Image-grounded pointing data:

####

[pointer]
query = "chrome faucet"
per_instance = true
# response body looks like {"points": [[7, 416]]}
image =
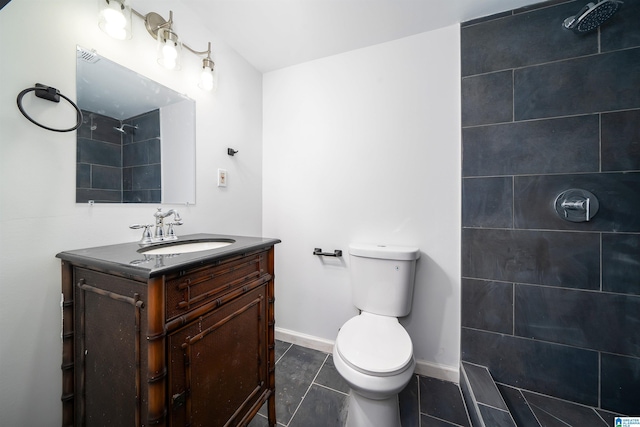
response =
{"points": [[159, 233]]}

####

▶ [WHAT TO WORK ON]:
Drop the images and quote the entries word for word.

▶ [REPLY TO THE TASK]:
[pointer]
query = "chrome faucet"
per_instance = true
# response body looks like {"points": [[7, 416]]}
image =
response =
{"points": [[159, 233]]}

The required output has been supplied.